■ O QUE SE PEDE ■
Por favor, escreva a continuação do texto sobre o reconhecimento de suspeitos, começando logo após a última frase.

Ilana enfatiza que o Brasil precisa começar a ter uma coisa chamada cultura da prova e parar de olhar a cara, a família ou onde mora o suspeito. "Tem que ter prova, é responsabilidade do Estado. Se ele te acusar, tem que provar que você é culpado. É o velho ditado que está até careca: 'Quem vê cara, não vê coração'", afirma.

A criminóloga critica também as prisões e condenações que usam uma prova única de reconhecimento fotográfico ou presencial. Ela conta que já teve de fazer o reconhecimento de suspeitos em uma delegacia --ela não quis revelar o caso-- por meio de um buraco na parede. "Tinha dois algemados e dois policiais. Quem você reconheceria?", pergunta.

Ilana admite que é uma pessoa acostumada com o mundo dos crimes e ficou aliviada ao não conseguir reconhecer um dos algemados, porque depois ele provou que não estava no local no dia do crime. "Uma pessoa mais fragilizada, que não é uma criminóloga, vai falar que ele é o criminoso. Um reconhecimento sozinho é muito precário."

Esse foi o caso do Alexandre, personagem do primeiro episódio da série, que foi reconhecido por sete das 11 vítimas atacadas por um maníaco sexual --mesmo sem provas de DNA compatíveis-- em um caso que ficou conhecido como o "maníaco do Tatuapé".

Alexandre ficou preso por mais de três anos até conseguir provar a sua inocência, mas ainda é acusado por uma das vítimas com base apenas no reconhecimento. "O verdadeiro culpado é o autor por DNA de todos os outros [casos]. O Alexandre é acusado por uma vítima só pelo reconhecimento da fotografia", explica a criminóloga.

■ DADOS COLETADOS ■
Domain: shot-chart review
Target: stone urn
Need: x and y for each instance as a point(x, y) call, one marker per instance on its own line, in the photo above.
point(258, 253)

■ RESULTADO DA TAREFA ■
Ilana afirma que investigadores geralmente insistem em usar apenas as provas circunstanciais (indícios) ou de reconhecimento pela vítima. "A prova [de reconhecimento] é frágil e isso é comprovado estatisticamente no mundo inteiro. O Brasil segue prendendo [suspeitos] por reconhecimento fotográfico ou presencial", critica.

A criminóloga revela que mesmo com todas as histórias em que trabalha não tem medo de assassinos. Seu maior pesadelo é alguém entrar na sua casa, levar seus arquivos, olhar os livros, ver suas caveiras decorativas e dizer que ela é "macabra e parece uma psicopata" --termo que ela diz ter sido banalizado.

Assim como os inocentes condenados por crimes que ela mostra na série, Ilana teme ser acusada injustamente de algo. "Tenho medo de, sem receber um exame psiquiátrico, ser taxada [de psicopata] e nem saber mesmo do que eu estou sendo acusada. Isso para mim é o maior pesadelo", diz a criminóloga. Ela ainda complementa dizendo: "Nessa época tão midiática, de cancelamento, você está condenado antes mesmo de ser julgado."

Paralelo à série, Ilana trabalha no projeto de um livro sobre o caso Gil Rugai, condenado pelo assassinato do pai, Luiz Carlos Rugai, e da madrasta, Alessandra Troitinoa, em São Paulo, em 2004. A criminóloga, que ajudou na defesa do réu, diz que ele é inocente.

Segundo Ilana, Rugai estava em outro lugar na hora do crime e a porta da casa do pai, que teria uma marca de pé do momento do arrombamento, desapareceu. "Nos Estados Unidos, sumiu uma prova, acabou o caso".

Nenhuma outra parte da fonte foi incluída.